> _How to complete this task_:
Everything in the listing that follows should be reproduced exactly except the pictures.

> _Excerpted data_:
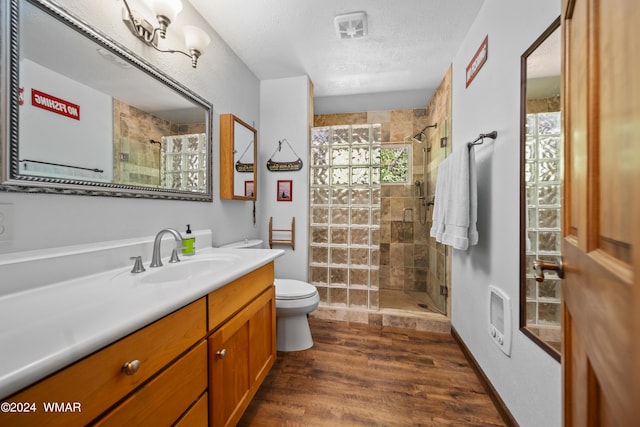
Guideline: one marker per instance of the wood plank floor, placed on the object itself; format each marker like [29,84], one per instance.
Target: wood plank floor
[362,375]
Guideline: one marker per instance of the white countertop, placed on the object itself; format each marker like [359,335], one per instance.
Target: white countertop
[45,329]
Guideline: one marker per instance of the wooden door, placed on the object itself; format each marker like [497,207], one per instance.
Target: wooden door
[601,106]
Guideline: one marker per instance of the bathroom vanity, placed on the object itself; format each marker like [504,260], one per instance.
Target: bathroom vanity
[200,364]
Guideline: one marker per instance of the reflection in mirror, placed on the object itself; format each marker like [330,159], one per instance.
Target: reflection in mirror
[89,117]
[541,197]
[238,151]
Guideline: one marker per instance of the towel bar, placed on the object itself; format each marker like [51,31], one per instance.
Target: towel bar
[291,242]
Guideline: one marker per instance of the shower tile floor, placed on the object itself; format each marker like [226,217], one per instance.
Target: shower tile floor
[406,300]
[397,309]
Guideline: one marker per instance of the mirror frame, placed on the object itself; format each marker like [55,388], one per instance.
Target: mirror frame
[523,195]
[10,178]
[227,158]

> _Result of the exercise_:
Guideline: one marker per instance of the wood plank floor, placed on the object itself; format each marker like [29,84], one per instance.
Target: wood plank floor
[362,375]
Guideline: one marker per instance of the white countertop, placed on the object itself; format each marker like [359,335], one per instance.
Target: white countertop
[45,329]
Guideline: one marker per instance of the wooden door, placed on the object itself; format each marker like [497,207], one per instance.
Target: wooden door
[601,106]
Guideline: one marker per instance of the bathroom vanity, placed on the object itself; format each marker like [504,260], one per instance.
Target: bathroom vanity
[200,364]
Guideline: one marker per instance of the reflection in mirror, placed on the object itself; format each marker like [330,159], one per instance.
Target: reflection in mirror
[89,117]
[541,197]
[238,151]
Guideline: one marker per instance of the towel bar, placed on the object itself; format each marker like [51,31], one per instance.
Target: towel bar
[291,242]
Guideline: one marker per instance of the shower tile floor, placed on the object itself; format each marker like [226,217], one per instance.
Target: shower tile floor
[406,300]
[397,309]
Guideline: one marker per instance of the mirror frame, placed on the object itself; format each marker like [55,388], one per instance.
Target: mirror frame
[523,195]
[10,178]
[227,158]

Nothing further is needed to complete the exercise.